Consigne 1 » Recopiez mot pour mot le passage du texte choisi qui commence par les mots « Par le temps » et qui finit par « bonheur monte toujours. ».

Texte choisi »
Je ne parviendrai plus

À éteindre le vent

À pleines mains

 

Notre histoire n’existe pas

Sois-en sûre

Elle est inscrite en nous

Où la parole du monde

Ne nous parvient plus

 

Il est si difficile de renaître

J’y parviendrai un jour

Quand ces lignes auront disparu

Au gré d’un poème éparpillé

Par le temps

 

Le second cycle est composé de brefs poèmes évoquant l’art des haïkus, écrits en marge d’une exposition de la jeune peintre d’origine chinoise Xiaoyang Galas. L’envie de visualiser les tableaux est forte mais en dépit de la frustration du lecteur (il n’y a pas de reproductions dans le recueil), le poète nous fait ressentir une matière peut-être encore plus subtile : le halo de lumière, la vibration de l’air-son, et le pincement de cœur que devaient dégager ces peintures. En tout cas, les images faites des mots du poète révèlent-elles le souffle de la vie, incertain, fulgurant, à saisir tel et où qu’il se présente, comme le parfum d’une fleur.

 

Le chemin vers le bonheur monte toujours.

Enregistrements du jeu de données de segmentation »
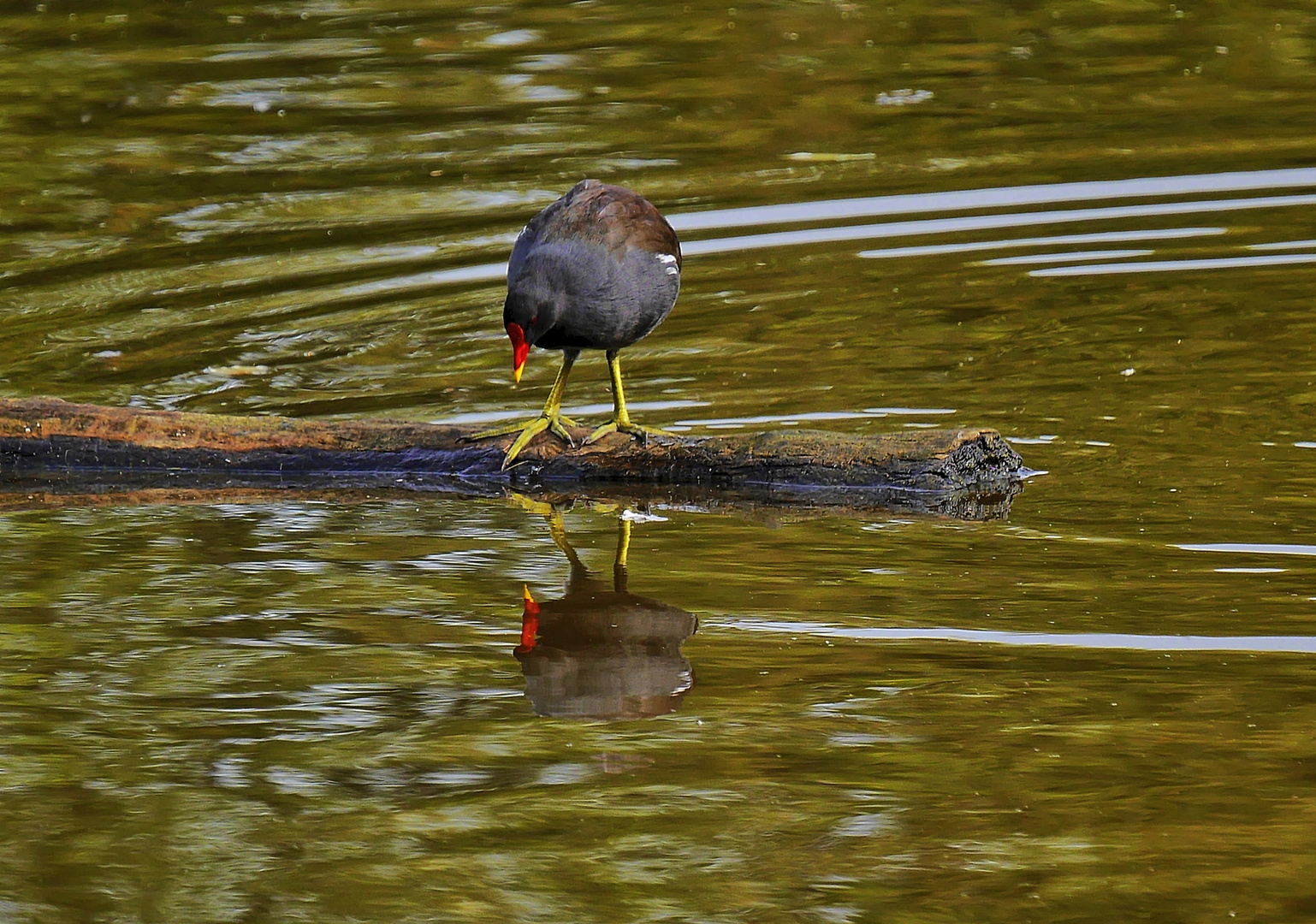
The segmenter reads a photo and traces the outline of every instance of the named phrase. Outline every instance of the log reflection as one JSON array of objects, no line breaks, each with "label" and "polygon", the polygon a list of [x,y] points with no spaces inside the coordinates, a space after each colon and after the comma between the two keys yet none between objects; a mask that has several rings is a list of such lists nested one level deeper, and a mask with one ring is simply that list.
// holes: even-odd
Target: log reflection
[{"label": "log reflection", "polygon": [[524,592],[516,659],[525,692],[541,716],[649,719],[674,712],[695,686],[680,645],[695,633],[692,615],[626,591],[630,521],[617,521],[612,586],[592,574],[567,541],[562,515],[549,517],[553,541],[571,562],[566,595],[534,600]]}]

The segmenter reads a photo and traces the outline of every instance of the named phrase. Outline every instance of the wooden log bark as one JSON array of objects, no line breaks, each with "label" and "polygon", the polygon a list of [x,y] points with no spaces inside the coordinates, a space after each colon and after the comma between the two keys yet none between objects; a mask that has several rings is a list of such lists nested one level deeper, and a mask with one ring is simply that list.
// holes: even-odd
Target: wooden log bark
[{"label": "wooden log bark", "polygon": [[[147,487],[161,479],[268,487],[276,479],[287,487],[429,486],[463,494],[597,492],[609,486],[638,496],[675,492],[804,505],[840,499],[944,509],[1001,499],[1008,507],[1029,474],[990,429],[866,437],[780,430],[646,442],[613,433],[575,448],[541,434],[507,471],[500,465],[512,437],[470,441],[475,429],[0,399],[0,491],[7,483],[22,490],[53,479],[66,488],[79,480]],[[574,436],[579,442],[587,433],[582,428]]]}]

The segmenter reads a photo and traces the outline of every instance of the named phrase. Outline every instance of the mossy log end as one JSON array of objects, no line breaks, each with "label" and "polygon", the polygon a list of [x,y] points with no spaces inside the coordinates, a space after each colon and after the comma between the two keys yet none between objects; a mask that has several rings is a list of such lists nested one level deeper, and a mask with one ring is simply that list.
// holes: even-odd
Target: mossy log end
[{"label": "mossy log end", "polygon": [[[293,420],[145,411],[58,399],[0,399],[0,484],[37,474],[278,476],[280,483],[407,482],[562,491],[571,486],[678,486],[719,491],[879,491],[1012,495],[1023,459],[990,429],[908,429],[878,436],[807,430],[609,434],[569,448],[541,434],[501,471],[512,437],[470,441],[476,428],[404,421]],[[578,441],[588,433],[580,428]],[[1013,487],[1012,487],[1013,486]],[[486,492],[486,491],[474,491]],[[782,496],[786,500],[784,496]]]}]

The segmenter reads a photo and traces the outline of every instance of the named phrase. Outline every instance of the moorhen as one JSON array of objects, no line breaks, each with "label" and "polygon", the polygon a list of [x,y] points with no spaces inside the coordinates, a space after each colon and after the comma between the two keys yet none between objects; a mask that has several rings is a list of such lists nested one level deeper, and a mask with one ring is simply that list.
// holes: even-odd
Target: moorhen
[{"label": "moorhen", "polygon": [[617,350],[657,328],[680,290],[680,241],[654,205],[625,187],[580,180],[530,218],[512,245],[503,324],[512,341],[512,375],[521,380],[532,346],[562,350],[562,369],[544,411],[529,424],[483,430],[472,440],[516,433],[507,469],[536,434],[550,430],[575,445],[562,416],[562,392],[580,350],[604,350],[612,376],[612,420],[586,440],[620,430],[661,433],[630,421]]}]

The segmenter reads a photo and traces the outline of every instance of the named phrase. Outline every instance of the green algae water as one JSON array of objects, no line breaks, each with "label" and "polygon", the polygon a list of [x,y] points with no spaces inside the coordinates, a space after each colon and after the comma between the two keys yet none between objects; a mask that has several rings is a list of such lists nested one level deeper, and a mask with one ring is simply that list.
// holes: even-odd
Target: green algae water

Consigne 2 » Reportez tel quel le début de la liste ci-dessus, jusqu'à la ligne qui contient « Target: log reflection », celle-ci comprise. Laissez les images de côté.

Réponse 1 »
Par le temps

 

Le second cycle est composé de brefs poèmes évoquant l’art des haïkus, écrits en marge d’une exposition de la jeune peintre d’origine chinoise Xiaoyang Galas. L’envie de visualiser les tableaux est forte mais en dépit de la frustration du lecteur (il n’y a pas de reproductions dans le recueil), le poète nous fait ressentir une matière peut-être encore plus subtile : le halo de lumière, la vibration de l’air-son, et le pincement de cœur que devaient dégager ces peintures. En tout cas, les images faites des mots du poète révèlent-elles le souffle de la vie, incertain, fulgurant, à saisir tel et où qu’il se présente, comme le parfum d’une fleur.

 

Le chemin vers le bonheur monte toujours.

Réponse 2 »
The segmenter reads a photo and traces the outline of every instance of the named phrase. Outline every instance of the log reflection as one JSON array of objects, no line breaks, each with "label" and "polygon", the polygon a list of [x,y] points with no spaces inside the coordinates, a space after each colon and after the comma between the two keys yet none between objects; a mask that has several rings is a list of such lists nested one level deeper, and a mask with one ring is simply that list.
// holes: even-odd
Target: log reflection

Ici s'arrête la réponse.